- **WHAT YOU SHOULD DO**
Count the lines in the entries below that contain the word "boat", and give only that number.

— START OF LISTING —

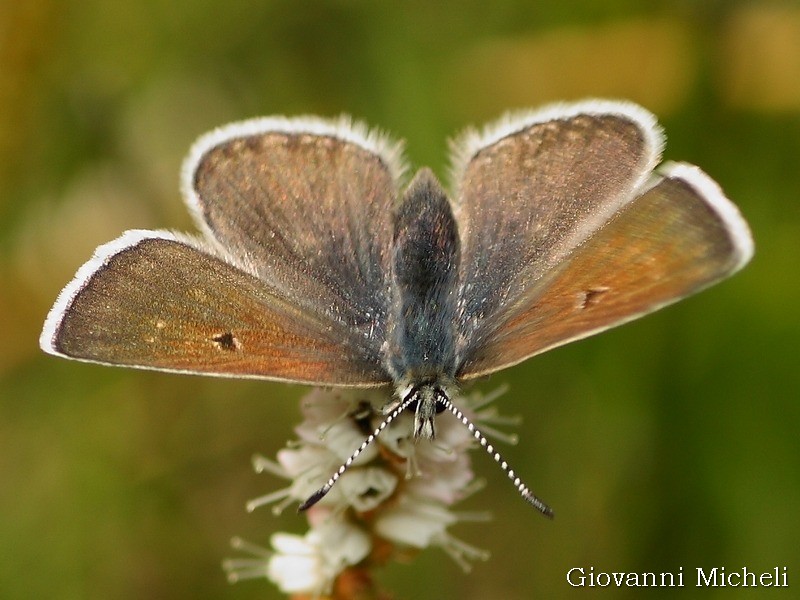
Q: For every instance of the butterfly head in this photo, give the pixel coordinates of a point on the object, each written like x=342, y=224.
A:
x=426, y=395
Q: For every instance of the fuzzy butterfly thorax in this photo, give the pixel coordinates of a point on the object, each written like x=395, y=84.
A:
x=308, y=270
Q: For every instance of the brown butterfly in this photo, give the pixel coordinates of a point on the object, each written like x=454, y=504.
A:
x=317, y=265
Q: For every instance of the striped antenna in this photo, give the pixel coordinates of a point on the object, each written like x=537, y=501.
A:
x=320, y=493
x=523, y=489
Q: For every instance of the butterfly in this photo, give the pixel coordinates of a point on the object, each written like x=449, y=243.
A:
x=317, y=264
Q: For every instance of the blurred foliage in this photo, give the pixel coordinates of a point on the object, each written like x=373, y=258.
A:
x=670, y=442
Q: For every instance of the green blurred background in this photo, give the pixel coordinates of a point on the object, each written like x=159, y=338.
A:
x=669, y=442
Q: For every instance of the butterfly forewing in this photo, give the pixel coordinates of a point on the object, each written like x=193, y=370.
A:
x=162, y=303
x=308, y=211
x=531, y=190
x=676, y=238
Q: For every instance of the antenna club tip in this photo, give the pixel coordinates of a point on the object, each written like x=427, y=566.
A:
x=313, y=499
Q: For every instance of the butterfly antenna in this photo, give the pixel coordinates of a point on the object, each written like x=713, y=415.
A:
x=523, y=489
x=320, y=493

— END OF LISTING —
— START OF LISTING —

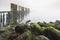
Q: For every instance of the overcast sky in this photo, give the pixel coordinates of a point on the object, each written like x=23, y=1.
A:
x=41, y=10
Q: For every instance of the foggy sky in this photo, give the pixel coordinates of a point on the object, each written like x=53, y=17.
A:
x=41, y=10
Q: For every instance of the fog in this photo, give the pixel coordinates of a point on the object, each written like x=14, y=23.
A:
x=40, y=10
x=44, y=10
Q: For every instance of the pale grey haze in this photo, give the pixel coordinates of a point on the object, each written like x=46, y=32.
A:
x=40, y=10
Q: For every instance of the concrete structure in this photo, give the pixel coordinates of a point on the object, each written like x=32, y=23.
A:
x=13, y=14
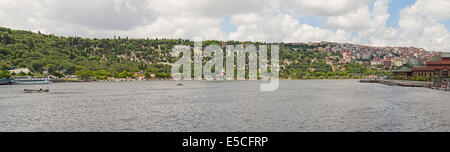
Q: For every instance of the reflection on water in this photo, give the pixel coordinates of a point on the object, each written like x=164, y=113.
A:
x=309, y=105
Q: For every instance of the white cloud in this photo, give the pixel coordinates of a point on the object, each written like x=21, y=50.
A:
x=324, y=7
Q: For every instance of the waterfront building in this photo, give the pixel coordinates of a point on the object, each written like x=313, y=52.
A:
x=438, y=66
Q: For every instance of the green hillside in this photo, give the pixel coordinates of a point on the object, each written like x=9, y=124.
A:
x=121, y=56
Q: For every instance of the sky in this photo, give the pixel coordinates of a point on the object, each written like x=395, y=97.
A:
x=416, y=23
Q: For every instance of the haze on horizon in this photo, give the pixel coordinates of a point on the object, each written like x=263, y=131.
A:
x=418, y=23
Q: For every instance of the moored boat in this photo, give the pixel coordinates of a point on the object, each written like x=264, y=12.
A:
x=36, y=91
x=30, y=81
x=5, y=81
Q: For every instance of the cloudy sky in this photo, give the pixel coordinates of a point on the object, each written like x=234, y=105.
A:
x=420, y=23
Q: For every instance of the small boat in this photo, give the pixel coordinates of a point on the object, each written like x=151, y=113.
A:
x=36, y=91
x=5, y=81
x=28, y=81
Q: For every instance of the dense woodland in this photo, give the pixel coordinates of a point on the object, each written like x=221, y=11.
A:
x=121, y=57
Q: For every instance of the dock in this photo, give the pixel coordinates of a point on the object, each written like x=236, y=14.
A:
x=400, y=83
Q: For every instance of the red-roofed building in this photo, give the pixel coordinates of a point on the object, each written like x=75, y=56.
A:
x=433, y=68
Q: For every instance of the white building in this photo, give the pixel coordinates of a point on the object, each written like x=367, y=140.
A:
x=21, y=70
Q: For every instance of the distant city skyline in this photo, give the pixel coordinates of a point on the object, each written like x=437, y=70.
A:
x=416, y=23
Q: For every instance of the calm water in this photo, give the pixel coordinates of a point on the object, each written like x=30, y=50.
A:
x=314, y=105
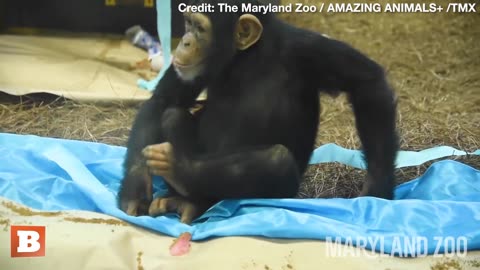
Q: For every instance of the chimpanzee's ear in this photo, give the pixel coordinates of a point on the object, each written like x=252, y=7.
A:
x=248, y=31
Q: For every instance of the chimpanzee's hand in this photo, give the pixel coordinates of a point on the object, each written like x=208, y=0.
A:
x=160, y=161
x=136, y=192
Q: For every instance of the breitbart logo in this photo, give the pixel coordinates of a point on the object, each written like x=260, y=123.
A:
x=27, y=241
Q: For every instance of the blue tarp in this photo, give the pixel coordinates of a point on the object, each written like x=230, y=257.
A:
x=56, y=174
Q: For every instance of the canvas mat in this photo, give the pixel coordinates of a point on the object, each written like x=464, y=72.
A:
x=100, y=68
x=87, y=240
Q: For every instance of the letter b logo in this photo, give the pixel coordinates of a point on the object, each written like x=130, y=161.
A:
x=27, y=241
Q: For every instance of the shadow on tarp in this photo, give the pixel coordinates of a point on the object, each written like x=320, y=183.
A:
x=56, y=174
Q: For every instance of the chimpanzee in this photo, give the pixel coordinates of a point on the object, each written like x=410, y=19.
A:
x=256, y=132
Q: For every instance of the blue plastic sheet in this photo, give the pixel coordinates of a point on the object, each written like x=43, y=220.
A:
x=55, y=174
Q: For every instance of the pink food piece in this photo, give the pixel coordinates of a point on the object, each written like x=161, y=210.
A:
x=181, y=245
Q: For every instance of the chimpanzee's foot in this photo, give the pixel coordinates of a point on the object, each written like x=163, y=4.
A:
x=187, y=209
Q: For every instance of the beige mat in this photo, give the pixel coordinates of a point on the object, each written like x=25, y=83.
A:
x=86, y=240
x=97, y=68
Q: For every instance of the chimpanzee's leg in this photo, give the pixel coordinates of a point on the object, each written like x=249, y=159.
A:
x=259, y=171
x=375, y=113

— END OF LISTING —

- **REPLY TO THE TASK**
2